Skip to main content

Python bindings around rust-scraper/scraper with PyO3

Project description

scraper-rs

PyPI - Version Tests

Python bindings for the Rust scraper crate via PyO3. It provides a lightweight Document/Element API with CSS selectors, XPath (via sxd_html/sxd_xpath), handy helpers, and zero Python-side parsing work.

Quick start

from scraper_rs import Document, first, select, select_first, xpath

html = """
<html><body>
  <div class="item" data-id="1"><a href="/a">First</a></div>
  <div class="item" data-id="2"><a href="/b">Second</a></div>
</body></html>
"""

doc = Document(html)
print(doc.text)  # "First Second"

items = doc.select(".item")
print(items[0].attr("data-id"))  # "1"
print(items[0].to_dict())        # {"tag": "div", "text": "First", "html": "<a...>", ...}

first_link = doc.select_first("a[href]")  # alias: doc.find(...)
print(first_link.text, first_link.attr("href"))  # First /a
links_within_first = first_link.select("a[href]")
print([link.attr("href") for link in links_within_first])  # ["/a"]

# XPath (element results only)
xpath_items = doc.xpath("//div[@class='item']/a")
print([link.text for link in xpath_items])  # ["First", "Second"]
print(doc.xpath_first("//div[@data-id='1']/a").attr("href"))  # "/a"

# Functional helpers
links = select(html, "a[href]")

##########

Carry the scraper-rs project description forward from its last line. The data has no connection to the scraper-rs project description.

## Source excerpt
##########

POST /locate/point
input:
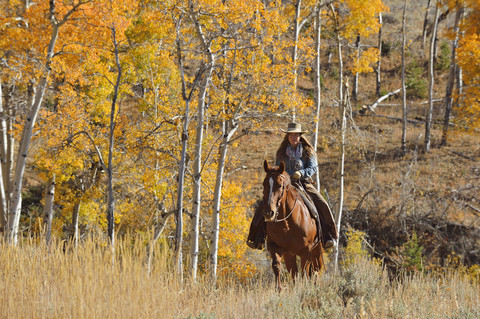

##########

## Reply
print([link.attr("href") for link in links])  # ["/a", "/b"]
print(first(html, "a[href]").text)            # First
print(select_first(html, "a[href]").text)     # First
print([link.text for link in xpath(html, "//div[@class='item']/a")])  # ["First", "Second"]

For a runnable sample, see examples/demo.py.

Async usage

The scraper_rs.asyncio module wraps the top-level helpers to keep the event loop responsive. parse yields to the event loop between operations, while select/xpath run in a thread pool:

import asyncio
from scraper_rs import asyncio as scraping_async

html = "<div class='item'><a href='/a'>First</a></div>"


async def main():
    doc = await scraping_async.parse(html)
    links = await scraping_async.select(html, "a[href]")
    print(doc.select_first(".item").text)  # First
    print([link.attr("href") for link in links])  # ["/a"]


asyncio.run(main())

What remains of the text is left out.